- Excerpted passage -
..........
A much bigger proportion of Portuguese gains from Brazil came from development of commodity exports and commercial profit than those of Spain from its colonies. In the sixteenth and seventeenth centuries official revenue from Brazil was small — about 3 per cent of Portuguese public revenue in 1588 and 5 per cent in 1619 (see Bethell, 1984, Vol. I, p. 286). In the sixteenth century, economic activity was concentrated on a small population of settlers engaged in a highly profitable export– oriented sugar industry in the Northeast. The techniques for this industry, including negro slavery, had been previously developed in Madeira and São Tomé. Cattle ranching in the dry backlands area (the sertão) provided food for those working in sugar production.

Brazilian sugar exports peaked in the 1650s. Earnings fell thereafter because of lower prices and competition from the rapidly growing output in the Caribbean (see Table 2–4).
..........
(Recorded data)
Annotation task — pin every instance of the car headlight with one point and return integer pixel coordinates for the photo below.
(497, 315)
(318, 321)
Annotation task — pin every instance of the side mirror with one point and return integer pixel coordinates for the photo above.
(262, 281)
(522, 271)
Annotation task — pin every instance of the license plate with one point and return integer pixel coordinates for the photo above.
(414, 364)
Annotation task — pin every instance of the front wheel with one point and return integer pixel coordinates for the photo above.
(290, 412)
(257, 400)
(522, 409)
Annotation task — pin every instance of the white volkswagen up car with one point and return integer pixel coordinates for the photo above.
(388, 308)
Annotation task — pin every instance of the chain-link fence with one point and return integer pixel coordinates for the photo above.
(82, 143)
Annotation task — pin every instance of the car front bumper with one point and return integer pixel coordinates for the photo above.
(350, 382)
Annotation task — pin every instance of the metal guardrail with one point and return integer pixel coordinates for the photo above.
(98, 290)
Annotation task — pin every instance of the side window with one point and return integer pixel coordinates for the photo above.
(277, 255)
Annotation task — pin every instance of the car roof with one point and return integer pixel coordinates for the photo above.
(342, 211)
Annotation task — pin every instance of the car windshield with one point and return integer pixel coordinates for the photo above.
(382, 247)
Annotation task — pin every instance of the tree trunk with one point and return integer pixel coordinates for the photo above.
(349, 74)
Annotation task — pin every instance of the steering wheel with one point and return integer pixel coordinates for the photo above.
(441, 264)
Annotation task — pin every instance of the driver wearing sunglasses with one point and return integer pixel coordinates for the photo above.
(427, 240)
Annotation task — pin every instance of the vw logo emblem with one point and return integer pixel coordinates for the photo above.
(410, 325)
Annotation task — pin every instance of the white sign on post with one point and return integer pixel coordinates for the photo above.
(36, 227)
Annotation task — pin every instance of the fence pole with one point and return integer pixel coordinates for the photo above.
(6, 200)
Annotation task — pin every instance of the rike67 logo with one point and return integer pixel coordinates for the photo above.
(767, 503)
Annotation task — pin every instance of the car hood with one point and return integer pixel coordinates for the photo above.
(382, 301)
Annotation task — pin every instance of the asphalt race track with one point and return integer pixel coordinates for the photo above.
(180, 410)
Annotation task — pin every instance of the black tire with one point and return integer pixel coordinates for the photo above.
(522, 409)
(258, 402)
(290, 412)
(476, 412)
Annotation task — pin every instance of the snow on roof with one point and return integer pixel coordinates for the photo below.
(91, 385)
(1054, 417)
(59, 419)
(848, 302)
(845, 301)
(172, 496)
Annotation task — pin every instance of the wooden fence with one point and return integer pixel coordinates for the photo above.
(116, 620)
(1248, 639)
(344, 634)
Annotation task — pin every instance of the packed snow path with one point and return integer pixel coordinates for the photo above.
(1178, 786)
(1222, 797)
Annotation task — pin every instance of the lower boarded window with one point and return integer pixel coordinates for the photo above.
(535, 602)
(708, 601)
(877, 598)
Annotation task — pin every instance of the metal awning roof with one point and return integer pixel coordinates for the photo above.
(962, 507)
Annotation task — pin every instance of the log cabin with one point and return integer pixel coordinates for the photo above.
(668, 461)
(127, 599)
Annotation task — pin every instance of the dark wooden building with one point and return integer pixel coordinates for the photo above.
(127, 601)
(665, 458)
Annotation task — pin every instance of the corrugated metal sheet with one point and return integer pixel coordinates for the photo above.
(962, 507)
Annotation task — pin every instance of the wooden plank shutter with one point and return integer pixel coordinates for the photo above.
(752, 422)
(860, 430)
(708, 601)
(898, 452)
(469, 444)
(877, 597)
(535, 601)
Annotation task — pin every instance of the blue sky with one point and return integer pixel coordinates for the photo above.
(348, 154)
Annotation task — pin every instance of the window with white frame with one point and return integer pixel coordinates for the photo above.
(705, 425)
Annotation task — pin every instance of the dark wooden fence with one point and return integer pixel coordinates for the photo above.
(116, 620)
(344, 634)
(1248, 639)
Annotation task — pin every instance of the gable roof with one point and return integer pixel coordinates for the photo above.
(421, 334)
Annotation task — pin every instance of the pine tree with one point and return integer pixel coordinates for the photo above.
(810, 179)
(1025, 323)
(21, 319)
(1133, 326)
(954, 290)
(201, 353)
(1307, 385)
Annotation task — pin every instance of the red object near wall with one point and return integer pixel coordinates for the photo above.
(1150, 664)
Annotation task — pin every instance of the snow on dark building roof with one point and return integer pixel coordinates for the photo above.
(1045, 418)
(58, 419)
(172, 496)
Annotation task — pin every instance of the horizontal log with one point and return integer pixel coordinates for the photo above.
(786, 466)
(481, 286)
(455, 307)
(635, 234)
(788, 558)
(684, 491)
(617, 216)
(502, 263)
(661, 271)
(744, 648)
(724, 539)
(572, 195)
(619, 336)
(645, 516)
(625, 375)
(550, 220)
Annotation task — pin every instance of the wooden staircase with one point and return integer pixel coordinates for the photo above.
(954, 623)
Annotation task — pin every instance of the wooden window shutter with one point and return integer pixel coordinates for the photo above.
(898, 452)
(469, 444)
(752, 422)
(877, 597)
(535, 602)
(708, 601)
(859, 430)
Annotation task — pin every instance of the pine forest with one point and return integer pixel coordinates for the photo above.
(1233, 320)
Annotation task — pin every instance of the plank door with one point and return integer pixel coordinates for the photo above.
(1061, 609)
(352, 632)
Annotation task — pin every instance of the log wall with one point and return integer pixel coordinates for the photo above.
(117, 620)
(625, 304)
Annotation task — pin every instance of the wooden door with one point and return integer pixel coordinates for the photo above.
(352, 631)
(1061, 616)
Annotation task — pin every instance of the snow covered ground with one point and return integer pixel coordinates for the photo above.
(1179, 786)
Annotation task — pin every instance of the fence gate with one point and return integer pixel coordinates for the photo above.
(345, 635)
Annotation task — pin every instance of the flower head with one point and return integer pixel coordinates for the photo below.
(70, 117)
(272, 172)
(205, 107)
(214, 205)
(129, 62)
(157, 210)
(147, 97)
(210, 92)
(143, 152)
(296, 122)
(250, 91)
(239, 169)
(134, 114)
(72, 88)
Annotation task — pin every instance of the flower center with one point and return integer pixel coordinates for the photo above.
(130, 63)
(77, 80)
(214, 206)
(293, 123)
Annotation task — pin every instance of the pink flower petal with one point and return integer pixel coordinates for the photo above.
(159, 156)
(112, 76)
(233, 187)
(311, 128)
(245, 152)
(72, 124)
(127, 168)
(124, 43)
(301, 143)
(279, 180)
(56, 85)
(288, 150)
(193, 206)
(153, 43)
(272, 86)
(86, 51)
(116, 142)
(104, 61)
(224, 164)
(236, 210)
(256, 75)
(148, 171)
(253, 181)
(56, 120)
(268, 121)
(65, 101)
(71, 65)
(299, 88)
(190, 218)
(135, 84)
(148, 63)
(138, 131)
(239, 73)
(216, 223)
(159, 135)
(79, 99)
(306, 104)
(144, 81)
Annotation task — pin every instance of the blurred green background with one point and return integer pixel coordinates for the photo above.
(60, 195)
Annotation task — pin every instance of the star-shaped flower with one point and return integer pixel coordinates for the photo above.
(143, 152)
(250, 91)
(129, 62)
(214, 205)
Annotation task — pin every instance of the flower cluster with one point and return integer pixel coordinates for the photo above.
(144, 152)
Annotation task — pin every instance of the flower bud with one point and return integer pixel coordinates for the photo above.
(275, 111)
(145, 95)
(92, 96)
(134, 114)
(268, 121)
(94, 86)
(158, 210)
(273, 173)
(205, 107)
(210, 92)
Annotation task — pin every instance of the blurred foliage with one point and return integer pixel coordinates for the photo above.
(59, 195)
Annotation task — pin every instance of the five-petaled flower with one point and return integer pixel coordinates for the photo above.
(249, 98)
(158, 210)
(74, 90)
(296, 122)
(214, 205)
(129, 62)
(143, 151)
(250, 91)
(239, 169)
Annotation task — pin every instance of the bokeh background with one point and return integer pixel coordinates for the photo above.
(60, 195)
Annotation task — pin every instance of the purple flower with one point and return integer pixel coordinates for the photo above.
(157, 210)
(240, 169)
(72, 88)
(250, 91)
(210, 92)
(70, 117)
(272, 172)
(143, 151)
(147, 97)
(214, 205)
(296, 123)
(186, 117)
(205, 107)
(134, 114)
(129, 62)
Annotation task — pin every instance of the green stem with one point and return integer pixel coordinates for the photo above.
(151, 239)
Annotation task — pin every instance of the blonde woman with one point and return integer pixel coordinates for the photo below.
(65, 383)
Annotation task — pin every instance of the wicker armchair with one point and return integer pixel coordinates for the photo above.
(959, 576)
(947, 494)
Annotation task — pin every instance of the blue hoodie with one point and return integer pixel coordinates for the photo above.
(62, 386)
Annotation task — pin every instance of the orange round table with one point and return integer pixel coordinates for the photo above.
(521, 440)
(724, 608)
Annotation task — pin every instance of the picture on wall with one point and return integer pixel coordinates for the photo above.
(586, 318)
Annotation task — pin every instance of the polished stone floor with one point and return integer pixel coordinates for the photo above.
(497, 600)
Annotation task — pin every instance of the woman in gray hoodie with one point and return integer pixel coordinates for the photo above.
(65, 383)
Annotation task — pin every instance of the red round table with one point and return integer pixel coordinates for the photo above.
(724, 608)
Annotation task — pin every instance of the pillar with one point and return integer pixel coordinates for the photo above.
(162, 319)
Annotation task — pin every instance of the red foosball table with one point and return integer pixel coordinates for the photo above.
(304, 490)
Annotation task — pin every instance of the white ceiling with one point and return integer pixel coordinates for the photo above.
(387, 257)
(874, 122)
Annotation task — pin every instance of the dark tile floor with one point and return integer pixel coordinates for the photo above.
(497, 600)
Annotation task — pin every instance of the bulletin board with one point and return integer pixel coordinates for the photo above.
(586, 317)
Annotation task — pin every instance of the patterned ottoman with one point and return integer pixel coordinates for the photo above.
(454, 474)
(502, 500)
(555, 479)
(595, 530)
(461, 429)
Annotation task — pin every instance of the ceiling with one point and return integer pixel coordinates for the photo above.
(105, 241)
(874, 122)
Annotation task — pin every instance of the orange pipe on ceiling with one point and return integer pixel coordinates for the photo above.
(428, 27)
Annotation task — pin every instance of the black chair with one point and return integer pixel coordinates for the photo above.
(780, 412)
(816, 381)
..........
- Tasks and exercises -
**1.** Reproduce word for word the part of the passage on colonial Brazil's economy from "A much bigger" up to and including "in sugar production.".
**2.** Pick up the passage on colonial Brazil's economy right after its last sentence and keep writing it.

- Answer list -
**1.**
A much bigger proportion of Portuguese gains from Brazil came from development of commodity exports and commercial profit than those of Spain from its colonies. In the sixteenth and seventeenth centuries official revenue from Brazil was small — about 3 per cent of Portuguese public revenue in 1588 and 5 per cent in 1619 (see Bethell, 1984, Vol. I, p. 286). In the sixteenth century, economic activity was concentrated on a small population of settlers engaged in a highly profitable export– oriented sugar industry in the Northeast. The techniques for this industry, including negro slavery, had been previously developed in Madeira and São Tomé. Cattle ranching in the dry backlands area (the sertão) provided food for those working in sugar production.

**2.**
The setback in sugar caused large parts of the Northeast to lapse into a subsistence economy. In the 1690s, the discovery of gold, and in the 1720s diamonds further south in Minas Gerais, opened new opportunities. During the eighteenth century, there was considerable immigration from Europe, and internal migration from the Northeast to Minas, to engage in gold and diamond development. The eighteenth century prosperity in Minas is obvious even today from the number of elaborate buildings and churches in Ouro Preto which was the centre of mining activity. As Minas Gerais is very barren, the food and transport needs of the mining area stimulated food production in neighbouring provinces to the South and in the Northeast, and mule–breeding in Rio Grande do Sul. The gold industry was at its peak around 1750, with production around 15 tons a year, but as the best deposits were exhausted, output and exports declined. In the first half of the eighteenth century profit remittances from gold averaged 5.23 million milreis (£1.4 million) a year, of which the identifiable royal revenues were around 18 per cent (Alden, 1973, p. 331). Total Brazilian gold shipments over the whole of the eighteenth century were between 800 and 850 tons (see Morineau, 1985).

In the second half of the eighteenth century, Portuguese finances were in desperate straits. Metropolitan revenues from Brazil were squeezed by the decline in gold production. Income from Asia had collapsed and Portugal had to bear the costs of reconstructing Lisbon after the 1755 earthquake. To meet this problem, the Portuguese prime minister, Pombal, expelled the Jesuits from Brazil (1759), confiscated their vast properties, and sold them to wealthy landowners and merchants for the benefit of the crown. Most of the property of other religious orders was taken over a few years later.

When gold production collapsed, Brazil turned back to agricultural exports. At independence in 1822, the three main exports were cotton, sugar and coffee. Coffee production started at the beginning of the nineteenth century after the slave revolt cut output in Haiti. Coffee was grown in the Southeast, whereas sugar and cotton were typical Northeast products.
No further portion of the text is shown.